*Fragmento del texto*.
● ● ● ● ● ● ●
El Gobierno, frente a una sociedad sin miedo
Puntual, a la hora señalada, comenzó la protesta social ("banderazo", se llama ahora) más multitudinaria que se haya hecho contra el gobierno de Alberto Fernández. Han pasado solo ocho meses desde que accedió al poder y ya es la tercera vez que la rebeldía de una franja importante de la sociedad lo asedia hasta en la casona de Olivos. ¿Motivos? Hubo muchos, pero quizá sea el reclamo por lo que está pasando en la Justicia el más claro de todos. Podrían incluirse desde la persecución a jueces y fiscales que investigaron la corrupción de la era kirchnerista hasta la amnistía encubierta a Cristóbal López, que esconde también la posibilidad de que este pueda pagar sus fraudes al Estado en cómodas cuotas. La reforma judicial y la ampliación de la Corte fueron conflictos muy destacados por la gente común que protestó. Hasta a los jueces de la Corte Suprema les es difícil creer que muchos argentinos hayan salido a la calle para pedir por ellos. Son los milagros que hace posibles el kirchnerismo. Pero, ¿por qué dejar de lado el reclamo implícito de no pocos ciudadanos contra los métodos patoteros del sindicalismo que encarna Hugo Moyano y que ya acorraló a importantes empresas privadas? Hay ciertas cosas en la vida pública que regresaron tal como se fueron en 2015. La sociedad no es la misma de entonces.
Es extraño, pero miles de argentinos salieron a la calle a pie o en auto (o a la ventana de sus casas) para protestar por una decisión eventual que para muchos de ellos es solo un jeroglífico. La reforma judicial está redactada (y explicada) de manera técnica y confusa; ese lenguaje es a veces necesario, pero también es cierto que el Gobierno lo hace más hermético. La propia ampliación de la Corte Suprema, la más grande ambición de una parte significativa del oficialismo, está también presentada con artimañas retóricas. No la queremos, pero la necesitamos. Es lo mismo, pero dicho al revés. A pesar de tanta maleza, un núcleo importante de la sociedad descubrió el centro de la cuestión: intuye que se quieren quedar con la Justicia y no volver nunca más a los tribunales, que aspiran a la impunidad y promueven la venganza. Sería injusto decir que toda la alianza peronista gobernante tiene ese mismo proyecto, pero es el propósito de que quien demostró hasta ahora ser dueña del mayor porcentaje de acciones dentro de esa coalición.
● ● ● ● ● ● ●
*Consigna*. Retome el artículo sobre el banderazo contra el gobierno de Alberto Fernández a continuación de su última oración.

*Datos proporcionados*.
● ● ● ● ● ● ●
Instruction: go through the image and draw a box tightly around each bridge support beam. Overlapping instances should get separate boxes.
● ● ● ● ● ● ●
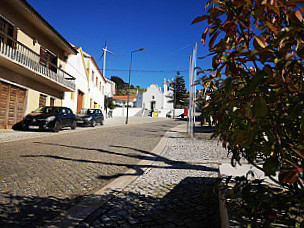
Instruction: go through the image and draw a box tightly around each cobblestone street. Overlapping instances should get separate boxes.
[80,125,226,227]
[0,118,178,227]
● ● ● ● ● ● ●
*Resultado del ejercicio*.
Cristina no habla de la injerencia de la política en la Justicia ni de le influencia de los servicios de inteligencia. Esas son cosas de Alberto Fernández, no de ella
Alberto Fernández tiene dos problemas. Uno es su socia, Cristina Kirchner, que no acepta el atajo discursivo del Presidente. Este empezó su mandato promoviendo modificaciones en la Justicia a las que nadie honestamente podría oponerse: no injerencia de la política ni de los servicios de inteligencia en los tribunales y trámites más rápidos para llegar a las resoluciones de los jueces. Quizás era su forma de arribar al mismo lugar que quiere Cristina, pero por un camino más amable. No pudo. Cristina es explícita. Su abogado personal, Carlos Beraldi, debe estar en la comisión que analizará el futuro de la Corte Suprema; el procurador general (jefe de los fiscales), Eduardo Casal, debe ser presionado hasta renunciar solo porque ella no lo controla, por más injusta que sea la maniobra; los jueces de la Cámara Federal Pablo Bertuzzi y Leopoldo Bruglia, que la condenaron a ella y que podrían resolver sobre futuros casos de Mauricio Macri, deben ser trasladados de ese lugar decisivo para poder poner jueces amigos; y el juez Germán Castelli, designado en el tribunal oral que juzgará la causa de los cuadernos, la escandalosa crónica de la corrupción kirchnerista, se debe ir de ese tribunal. Cristina no habla de la injerencia de la política en la Justicia ni de le influencia de los servicios de inteligencia. Esas son cosas de Alberto Fernández, no de ella. Cristina solo anuncia ansiosamente la que quiere. El discurso es del otro.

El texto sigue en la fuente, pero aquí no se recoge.